I would say that it’s a part of free will. We can choose not to do things.
 
You can’t ignore them forever.

What is the alternative to ignoring hunger when you have no food? Humans, for most of history go through periods of having little to eat.

However, If you are hungry and you have food, but you ignore it like say when fasting, then I would say it is because you have an intellect and a will. A will because you chose not to eat despite your body telling you otherwise, and an intellect because of the reasons you chose not to eat.
 
Why can I ignore my body?

This is a reality we all experience.

For example, I get hungry. I can ignore the messaging from my brain.

Why?

Thank you,

Mike
If you are used to eat ordinarily and are healthy, the lack of food in your digestive system will determine your feeling of hunger. However, your hunger does not determine the movements of your body that would fill your stomach with food. Why? It simply does not.
 
I should say that animals can also ignore hunger as that ability is a part of animal bodies in general. For instance, I heard this one story about a teacher and a class in which some class mates found a stray dog. The class asked if they could keep the dog as a school pet. At first the teacher did not want to, but then he said they could keep the dog as long as they followed his rules. And these were that they could not touch the dog or pet it. They could feed it, but they could not pet it. As time went on eventually the dog stopped eating and he died. What happened the students asked? The teacher said I wanted to illustrate to you that without love even a dog will lose the will to live.
 
I should say that animals can also ignore hunger as that ability is a part of animal bodies in general. For instance, I heard this one story about a teacher and a class in which some class mates found a stray dog. The class asked if they could keep the dog as a school pet. At first the teacher did not want to, but then he said they could keep the dog as long as they followed his rules. And these were that they could not touch the dog or pet it. They could feed it, but they could not pet it. As time went on eventually the dog stopped eating and he died. What happened the students asked? The teacher said I wanted to illustrate to you that without love even a dog will lose the will to live.

◆ Source excerpt:

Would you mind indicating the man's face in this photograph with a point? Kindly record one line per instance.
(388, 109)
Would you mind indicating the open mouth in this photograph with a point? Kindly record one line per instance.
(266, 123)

◆ What this exercise asks:
A: Shorten the paragraph in the hunger discussion that begins "However, If you are hungry" to two sentences, keeping its main points.
B: Return the section of the hunger discussion starting at "What is the" and ending at "we all experience.", word for word.

◆ Final results:
A: Someone who is hungry and has food but still doesn't eat, as when fasting, can do that because they have both an intellect and a will. The will lets them choose not to eat even though their body tells them to, and the intellect supplies their reasons for that choice.

B:
What is the alternative to ignoring hunger when you have no food? Humans, for most of history go through periods of having little to eat.

However, If you are hungry and you have food, but you ignore it like say when fasting, then I would say it is because you have an intellect and a will. A will because you chose not to eat despite your body telling you otherwise, and an intellect because of the reasons you chose not to eat.
 
Why can I ignore my body?

This is a reality we all experience.